-- Selected excerpt follows --

TikTok Ethnography Project
TikTok, a video sharing social media platform, is used for dancing, watching people drink wine in their pyjamas, videoing their dogs, and trying to throw ping pong balls into seemingly impossible gaps. At a time when most of us were forced to be home for large periods of time, the digital door was the only one we could access to step into the outside world and interact with the everyday.
TikTok has played a crucial part in coordinating BLM protests, it has been used to explore issues of race and gender, historical and colonial violence, and to disrupt a Trump rally. It is used by factory workers in Turkey and China to highlight the precarity of their work. It has also led to TikTok users explicitly theorising about the role of algorithm in how our online lives are structured. Leading some to refer to ‘their algorithm’, the ‘intimate relationship’ they have with it, and how they try to negotiate with it.
Through this confusing array of alternate worlds within TikTok, many of our interviewees emphasised a sense of belonging, an intimacy, a sense of ‘community’. What is it about this app that makes it appealing for many? That seems to create a sense of belonging? Why were people taking to TikTok during the pandemic? How does the platform allow for the conceptualisation of the challenges the pandemic presents?
The TikTok Ethnography Collective is a collective of students, lecturers, researchers, anthropologists and artists who have come together to ask what it might mean to collaborate on a research project in the digital world. This project is both an ethnography of TikTok and a questioning of how we can blur the boundaries between pedagogy and research. How can we work collaboratively with a diverse range of actors within the academy and beyond in a meaningful way? How can we re-think what it means to conduct research? This project explores the anthropological and pedagogical possibilities offered by working together to explore the world of TikTok.

-- Selected excerpt concluded --

=== Exercise ===
Answer these questions about the project description.
1. In which two countries do factory workers use TikTok to highlight the precarity of their work?
2. What three things did many interviewees emphasize about TikTok?
3. The project questions how to blur the boundaries between which two things?
Use only the project description to answer.

-- Stored data follows --

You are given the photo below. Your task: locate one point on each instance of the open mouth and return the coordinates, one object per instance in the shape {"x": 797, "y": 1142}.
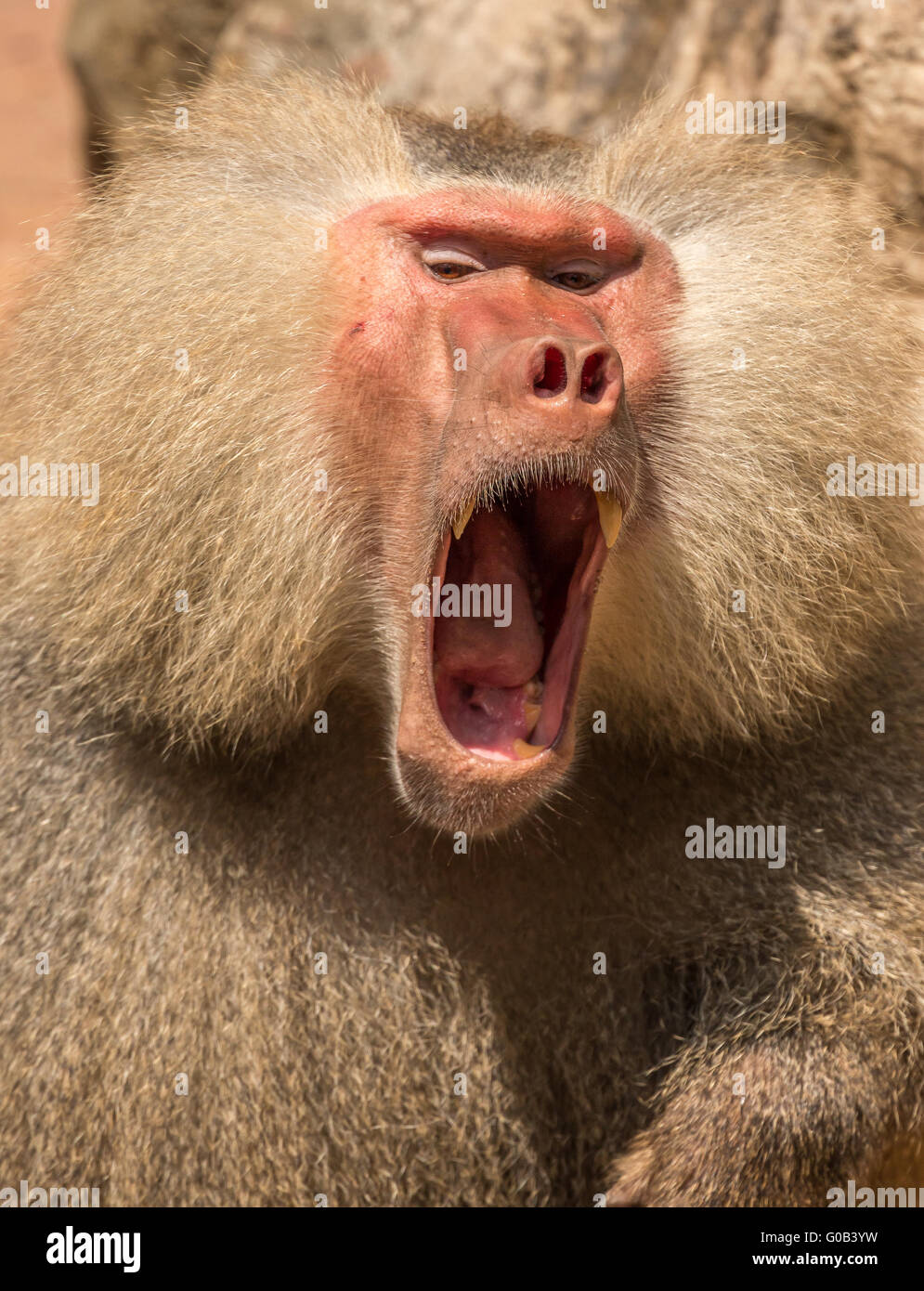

-- Stored data concluded --

=== Your response ===
1. Turkey and China
2. A sense of belonging, an intimacy, and a sense of "community"
3. Pedagogy and research